WHAT THE EXERCISE ASKS
Write out the lines from the line containing "For every instance of the dirt" through the final line of the listing below, exactly, omitting every other line.

Object point labels
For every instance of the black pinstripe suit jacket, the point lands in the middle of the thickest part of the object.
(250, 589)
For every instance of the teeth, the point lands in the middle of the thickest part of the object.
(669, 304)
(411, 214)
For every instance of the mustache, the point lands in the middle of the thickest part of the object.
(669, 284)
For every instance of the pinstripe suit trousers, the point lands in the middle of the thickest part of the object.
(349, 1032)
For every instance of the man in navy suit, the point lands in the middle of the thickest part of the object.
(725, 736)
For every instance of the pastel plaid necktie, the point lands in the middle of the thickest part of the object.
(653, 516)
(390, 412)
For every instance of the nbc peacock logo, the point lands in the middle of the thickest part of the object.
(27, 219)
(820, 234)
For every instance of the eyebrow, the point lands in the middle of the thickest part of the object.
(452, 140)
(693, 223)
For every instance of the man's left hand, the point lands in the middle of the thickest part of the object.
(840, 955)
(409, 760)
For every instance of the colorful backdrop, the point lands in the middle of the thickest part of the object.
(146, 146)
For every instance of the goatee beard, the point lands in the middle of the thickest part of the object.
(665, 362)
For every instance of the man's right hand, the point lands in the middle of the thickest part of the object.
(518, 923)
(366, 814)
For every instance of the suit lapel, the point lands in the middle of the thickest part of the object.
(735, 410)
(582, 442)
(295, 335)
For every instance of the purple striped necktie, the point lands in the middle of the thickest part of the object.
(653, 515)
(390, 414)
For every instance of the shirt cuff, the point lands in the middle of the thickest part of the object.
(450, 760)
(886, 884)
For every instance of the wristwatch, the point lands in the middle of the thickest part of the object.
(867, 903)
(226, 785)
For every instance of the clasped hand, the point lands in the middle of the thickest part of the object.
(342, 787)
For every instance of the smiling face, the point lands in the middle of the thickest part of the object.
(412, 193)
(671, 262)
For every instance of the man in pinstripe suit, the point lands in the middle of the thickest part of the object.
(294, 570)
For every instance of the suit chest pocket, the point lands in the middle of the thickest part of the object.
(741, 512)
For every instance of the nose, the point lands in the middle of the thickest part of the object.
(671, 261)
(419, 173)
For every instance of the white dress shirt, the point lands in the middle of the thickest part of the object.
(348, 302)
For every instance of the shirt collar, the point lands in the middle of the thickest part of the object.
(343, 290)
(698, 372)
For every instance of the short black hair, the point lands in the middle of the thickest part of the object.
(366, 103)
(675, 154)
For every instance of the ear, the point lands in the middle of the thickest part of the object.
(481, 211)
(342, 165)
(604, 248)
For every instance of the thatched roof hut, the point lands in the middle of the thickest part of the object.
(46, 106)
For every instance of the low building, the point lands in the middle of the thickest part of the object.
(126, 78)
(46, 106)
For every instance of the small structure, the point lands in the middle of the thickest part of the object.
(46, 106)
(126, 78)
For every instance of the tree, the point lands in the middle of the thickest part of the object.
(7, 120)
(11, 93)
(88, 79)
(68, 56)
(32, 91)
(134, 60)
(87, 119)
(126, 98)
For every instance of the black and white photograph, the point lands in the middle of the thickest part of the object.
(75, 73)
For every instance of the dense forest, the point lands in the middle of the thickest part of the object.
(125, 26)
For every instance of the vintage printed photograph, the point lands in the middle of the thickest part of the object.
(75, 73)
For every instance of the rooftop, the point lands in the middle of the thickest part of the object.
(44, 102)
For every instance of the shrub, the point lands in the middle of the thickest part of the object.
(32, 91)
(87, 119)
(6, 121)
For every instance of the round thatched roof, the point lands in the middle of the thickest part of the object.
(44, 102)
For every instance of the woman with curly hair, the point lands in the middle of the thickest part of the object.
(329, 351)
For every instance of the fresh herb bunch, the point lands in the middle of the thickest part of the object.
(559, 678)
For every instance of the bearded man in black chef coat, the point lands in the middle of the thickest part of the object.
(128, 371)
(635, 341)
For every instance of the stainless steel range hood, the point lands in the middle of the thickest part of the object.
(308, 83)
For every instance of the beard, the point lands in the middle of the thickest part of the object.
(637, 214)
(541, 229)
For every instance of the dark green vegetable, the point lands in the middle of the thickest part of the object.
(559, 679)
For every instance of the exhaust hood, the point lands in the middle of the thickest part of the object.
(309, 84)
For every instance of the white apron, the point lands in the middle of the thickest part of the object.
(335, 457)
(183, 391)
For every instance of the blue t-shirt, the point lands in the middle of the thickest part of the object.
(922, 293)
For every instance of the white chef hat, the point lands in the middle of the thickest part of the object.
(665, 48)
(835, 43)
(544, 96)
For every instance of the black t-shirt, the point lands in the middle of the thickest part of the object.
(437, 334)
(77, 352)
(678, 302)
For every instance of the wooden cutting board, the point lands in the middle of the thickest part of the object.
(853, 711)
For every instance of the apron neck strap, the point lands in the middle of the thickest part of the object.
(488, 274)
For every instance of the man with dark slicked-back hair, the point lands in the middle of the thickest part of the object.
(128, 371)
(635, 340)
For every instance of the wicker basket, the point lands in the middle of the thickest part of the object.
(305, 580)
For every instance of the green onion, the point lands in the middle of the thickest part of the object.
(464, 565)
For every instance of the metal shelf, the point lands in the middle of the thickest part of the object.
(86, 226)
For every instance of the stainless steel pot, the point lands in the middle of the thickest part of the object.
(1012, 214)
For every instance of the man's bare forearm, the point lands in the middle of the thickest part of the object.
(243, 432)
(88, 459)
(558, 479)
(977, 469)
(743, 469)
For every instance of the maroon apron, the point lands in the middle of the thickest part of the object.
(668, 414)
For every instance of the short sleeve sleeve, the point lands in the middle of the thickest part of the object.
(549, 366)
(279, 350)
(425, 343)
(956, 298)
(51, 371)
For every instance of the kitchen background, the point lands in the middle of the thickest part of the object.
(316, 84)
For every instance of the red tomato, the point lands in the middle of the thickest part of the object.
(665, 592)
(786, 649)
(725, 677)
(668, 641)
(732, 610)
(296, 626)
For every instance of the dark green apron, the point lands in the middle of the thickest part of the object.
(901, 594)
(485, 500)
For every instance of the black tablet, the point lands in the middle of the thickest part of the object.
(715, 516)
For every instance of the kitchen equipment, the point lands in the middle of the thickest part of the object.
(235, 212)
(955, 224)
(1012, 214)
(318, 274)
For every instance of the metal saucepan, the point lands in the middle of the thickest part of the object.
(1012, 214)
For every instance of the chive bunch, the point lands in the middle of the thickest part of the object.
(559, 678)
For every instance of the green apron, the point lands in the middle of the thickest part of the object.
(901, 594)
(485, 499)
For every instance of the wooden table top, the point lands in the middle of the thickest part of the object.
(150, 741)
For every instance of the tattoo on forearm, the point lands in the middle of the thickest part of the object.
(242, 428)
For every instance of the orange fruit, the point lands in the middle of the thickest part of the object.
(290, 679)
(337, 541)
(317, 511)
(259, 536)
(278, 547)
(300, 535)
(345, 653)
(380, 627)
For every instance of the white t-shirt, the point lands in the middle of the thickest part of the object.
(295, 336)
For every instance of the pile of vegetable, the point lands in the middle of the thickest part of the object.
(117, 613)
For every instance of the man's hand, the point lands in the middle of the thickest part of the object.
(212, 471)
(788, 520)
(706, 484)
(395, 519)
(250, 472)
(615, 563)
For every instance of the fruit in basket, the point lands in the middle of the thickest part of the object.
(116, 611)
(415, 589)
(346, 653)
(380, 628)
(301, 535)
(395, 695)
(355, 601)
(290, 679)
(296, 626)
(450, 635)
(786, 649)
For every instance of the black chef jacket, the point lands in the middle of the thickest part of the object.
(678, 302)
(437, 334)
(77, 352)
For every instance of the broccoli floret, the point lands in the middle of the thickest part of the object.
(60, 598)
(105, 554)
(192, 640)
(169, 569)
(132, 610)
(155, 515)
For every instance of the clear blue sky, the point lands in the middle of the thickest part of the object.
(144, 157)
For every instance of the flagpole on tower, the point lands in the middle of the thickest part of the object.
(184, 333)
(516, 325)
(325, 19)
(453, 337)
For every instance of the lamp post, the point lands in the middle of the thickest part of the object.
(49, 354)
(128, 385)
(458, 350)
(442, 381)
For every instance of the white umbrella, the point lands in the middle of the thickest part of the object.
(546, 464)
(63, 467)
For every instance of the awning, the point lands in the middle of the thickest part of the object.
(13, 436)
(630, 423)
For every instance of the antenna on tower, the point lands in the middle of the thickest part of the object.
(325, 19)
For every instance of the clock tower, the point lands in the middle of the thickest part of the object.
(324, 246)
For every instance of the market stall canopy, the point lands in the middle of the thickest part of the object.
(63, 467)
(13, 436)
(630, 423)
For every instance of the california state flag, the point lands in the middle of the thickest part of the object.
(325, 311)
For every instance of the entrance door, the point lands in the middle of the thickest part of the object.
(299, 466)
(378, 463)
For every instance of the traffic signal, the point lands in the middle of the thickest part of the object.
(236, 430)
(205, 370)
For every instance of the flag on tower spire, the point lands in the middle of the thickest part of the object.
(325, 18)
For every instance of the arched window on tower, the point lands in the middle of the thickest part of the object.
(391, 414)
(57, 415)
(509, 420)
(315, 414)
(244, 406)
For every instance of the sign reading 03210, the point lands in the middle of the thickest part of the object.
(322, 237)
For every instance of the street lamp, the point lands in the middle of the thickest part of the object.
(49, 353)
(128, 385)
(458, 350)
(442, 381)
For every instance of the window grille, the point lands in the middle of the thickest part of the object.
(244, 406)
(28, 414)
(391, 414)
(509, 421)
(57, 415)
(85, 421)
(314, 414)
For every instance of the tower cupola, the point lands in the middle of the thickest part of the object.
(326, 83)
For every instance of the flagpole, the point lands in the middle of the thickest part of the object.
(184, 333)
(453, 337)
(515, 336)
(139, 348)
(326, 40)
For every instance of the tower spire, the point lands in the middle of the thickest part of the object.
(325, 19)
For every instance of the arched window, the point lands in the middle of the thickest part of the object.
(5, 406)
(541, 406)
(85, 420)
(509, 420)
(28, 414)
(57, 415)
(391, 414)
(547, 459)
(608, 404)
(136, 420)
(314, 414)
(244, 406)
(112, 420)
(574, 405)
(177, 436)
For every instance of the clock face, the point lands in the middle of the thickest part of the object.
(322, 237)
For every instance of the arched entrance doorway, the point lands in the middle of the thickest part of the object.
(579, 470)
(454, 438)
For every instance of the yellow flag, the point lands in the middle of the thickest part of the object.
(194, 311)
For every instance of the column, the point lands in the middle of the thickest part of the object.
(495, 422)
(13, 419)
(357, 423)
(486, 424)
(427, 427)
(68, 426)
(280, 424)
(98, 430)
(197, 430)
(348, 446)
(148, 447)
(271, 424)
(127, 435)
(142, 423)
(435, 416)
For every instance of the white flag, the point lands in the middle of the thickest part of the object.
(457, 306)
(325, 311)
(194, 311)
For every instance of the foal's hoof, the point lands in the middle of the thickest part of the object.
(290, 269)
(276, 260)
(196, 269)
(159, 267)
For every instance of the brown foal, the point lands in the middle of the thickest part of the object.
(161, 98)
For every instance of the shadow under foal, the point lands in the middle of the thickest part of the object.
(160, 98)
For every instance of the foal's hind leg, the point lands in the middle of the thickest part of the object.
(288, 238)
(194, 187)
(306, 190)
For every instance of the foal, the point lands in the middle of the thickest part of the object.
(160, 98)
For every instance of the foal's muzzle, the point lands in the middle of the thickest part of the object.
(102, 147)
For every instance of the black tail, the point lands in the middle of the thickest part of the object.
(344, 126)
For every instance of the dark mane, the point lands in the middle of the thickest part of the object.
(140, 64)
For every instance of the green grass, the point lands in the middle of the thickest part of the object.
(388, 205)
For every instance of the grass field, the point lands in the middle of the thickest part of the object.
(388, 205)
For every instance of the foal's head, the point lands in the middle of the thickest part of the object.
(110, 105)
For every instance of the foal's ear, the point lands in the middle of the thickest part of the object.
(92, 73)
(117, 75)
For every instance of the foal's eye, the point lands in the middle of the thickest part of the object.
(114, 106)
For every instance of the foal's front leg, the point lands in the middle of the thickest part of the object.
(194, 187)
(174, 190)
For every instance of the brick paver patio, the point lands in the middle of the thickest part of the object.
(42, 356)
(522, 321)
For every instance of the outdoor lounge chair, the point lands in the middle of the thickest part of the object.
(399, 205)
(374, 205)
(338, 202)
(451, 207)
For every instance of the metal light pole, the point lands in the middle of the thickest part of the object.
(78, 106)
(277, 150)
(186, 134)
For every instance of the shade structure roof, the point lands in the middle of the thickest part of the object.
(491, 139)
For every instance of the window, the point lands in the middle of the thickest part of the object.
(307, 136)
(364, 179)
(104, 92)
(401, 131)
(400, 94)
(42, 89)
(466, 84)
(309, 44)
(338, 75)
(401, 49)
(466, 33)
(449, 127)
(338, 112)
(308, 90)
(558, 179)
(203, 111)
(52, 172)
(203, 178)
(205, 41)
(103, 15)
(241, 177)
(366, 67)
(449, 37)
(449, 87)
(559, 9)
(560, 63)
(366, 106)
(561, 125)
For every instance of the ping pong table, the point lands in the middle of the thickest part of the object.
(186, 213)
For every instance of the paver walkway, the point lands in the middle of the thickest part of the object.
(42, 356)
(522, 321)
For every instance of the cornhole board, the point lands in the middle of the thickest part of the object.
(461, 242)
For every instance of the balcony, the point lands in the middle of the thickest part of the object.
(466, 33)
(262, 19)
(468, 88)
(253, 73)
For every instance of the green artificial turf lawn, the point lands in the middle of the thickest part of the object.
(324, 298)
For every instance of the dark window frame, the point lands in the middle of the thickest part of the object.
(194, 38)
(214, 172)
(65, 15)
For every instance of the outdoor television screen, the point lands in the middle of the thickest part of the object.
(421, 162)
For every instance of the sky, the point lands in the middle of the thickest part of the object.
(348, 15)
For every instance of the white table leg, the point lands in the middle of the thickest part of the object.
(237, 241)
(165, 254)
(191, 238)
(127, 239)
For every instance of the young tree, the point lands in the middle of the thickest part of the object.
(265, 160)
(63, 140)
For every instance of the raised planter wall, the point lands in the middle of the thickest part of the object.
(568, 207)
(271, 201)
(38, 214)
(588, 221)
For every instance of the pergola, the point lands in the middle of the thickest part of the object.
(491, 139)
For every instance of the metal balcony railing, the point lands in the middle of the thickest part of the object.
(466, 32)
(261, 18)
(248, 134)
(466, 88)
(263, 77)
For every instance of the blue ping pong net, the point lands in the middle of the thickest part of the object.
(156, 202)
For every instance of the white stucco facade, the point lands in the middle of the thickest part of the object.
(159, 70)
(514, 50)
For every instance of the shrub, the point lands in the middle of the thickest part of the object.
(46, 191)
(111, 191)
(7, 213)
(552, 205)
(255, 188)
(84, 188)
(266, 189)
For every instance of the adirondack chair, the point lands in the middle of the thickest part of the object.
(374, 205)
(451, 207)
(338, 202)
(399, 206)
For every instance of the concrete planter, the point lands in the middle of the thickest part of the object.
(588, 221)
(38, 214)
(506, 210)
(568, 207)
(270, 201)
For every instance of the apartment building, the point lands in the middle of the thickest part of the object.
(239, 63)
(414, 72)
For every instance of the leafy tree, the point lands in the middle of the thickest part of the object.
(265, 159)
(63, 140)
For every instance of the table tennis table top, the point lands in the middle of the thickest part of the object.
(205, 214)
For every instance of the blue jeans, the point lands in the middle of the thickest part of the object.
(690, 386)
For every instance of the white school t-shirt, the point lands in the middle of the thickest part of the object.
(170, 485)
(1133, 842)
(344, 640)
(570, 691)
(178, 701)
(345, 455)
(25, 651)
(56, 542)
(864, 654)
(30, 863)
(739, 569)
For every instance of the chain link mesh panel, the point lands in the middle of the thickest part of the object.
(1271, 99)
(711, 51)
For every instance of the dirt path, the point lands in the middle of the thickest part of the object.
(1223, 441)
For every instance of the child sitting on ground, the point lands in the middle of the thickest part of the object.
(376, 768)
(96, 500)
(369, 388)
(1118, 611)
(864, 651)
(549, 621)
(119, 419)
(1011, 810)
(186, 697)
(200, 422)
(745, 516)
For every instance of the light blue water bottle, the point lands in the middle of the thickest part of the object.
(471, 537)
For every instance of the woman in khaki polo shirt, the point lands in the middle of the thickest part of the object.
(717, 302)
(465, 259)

SOLUTION FOR THIS TASK
For every instance of the dirt path, the point lands in the middle of the thickest part of the object.
(1223, 441)
For every instance of the child sitting on ground, the point lands in the middle of the thickest part of the object.
(376, 768)
(96, 500)
(369, 388)
(1118, 611)
(864, 651)
(549, 621)
(119, 419)
(1011, 810)
(186, 697)
(200, 422)
(745, 516)
For every instance of the light blue water bottle, the point lands in the middle of the thickest part of the object.
(471, 537)
For every instance of the woman in khaki polo shirt, the point lands in the middle of the thickest part of the object.
(717, 302)
(465, 259)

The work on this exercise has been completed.